I think schema validation can be applied to data types of columns instead of order or error message could be more helpful mismatch of fields doesn't make sense here?

thanks

sivaraman-ai avatar Aug 22 '24 11:08 sivaraman-ai

Hi @sivaraman-ai - this was fixed in 0.7.x. Could you try using a newer version of PyIceberg? https://github.com/apache/iceberg-python/pull/921

The latest release is 0.7.1

sungwy avatar Aug 22 '24 14:08 sungwy

Hi @sungwy, thanks

will check with the latest version

sivaraman-ai avatar Aug 27 '24 11:08 sivaraman-ai

We improved _check_schema_compatible since 0.6.1 (see #921)

kevinjqliu avatar Aug 31 '24 13:08 kevinjqliu

This issue has been automatically marked as stale because it has been open for 180 days with no activity. It will be closed in next 14 days if no further activity occurs. To permanently prevent this issue from being considered stale, add the label 'not-stale', but commenting on the issue is preferred when possible.

github-actions[bot] avatar Feb 28 '25 00:02 github-actions[bot]

this is resolved, thanks

sivaraman-ai avatar Feb 28 '25 07:02 sivaraman-ai

....

• THE TASK
Reproduce the portion of the PyIceberg issue thread that begins with the words "Hi @sungwy, thanks" and ends after the words "preferred when possible.".

• MATERIAL PROVIDED
....

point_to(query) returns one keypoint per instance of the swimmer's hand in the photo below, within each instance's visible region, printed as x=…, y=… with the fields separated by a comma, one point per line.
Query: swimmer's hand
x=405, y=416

....

• SOLUTION TO THIS TASK
Hi @sungwy, thanks

will check with the latest version

sivaraman-ai avatar Aug 27 '24 11:08 sivaraman-ai

We improved _check_schema_compatible since 0.6.1 (see #921)

kevinjqliu avatar Aug 31 '24 13:08 kevinjqliu

This issue has been automatically marked as stale because it has been open for 180 days with no activity. It will be closed in next 14 days if no further activity occurs. To permanently prevent this issue from being considered stale, add the label 'not-stale', but commenting on the issue is preferred when possible.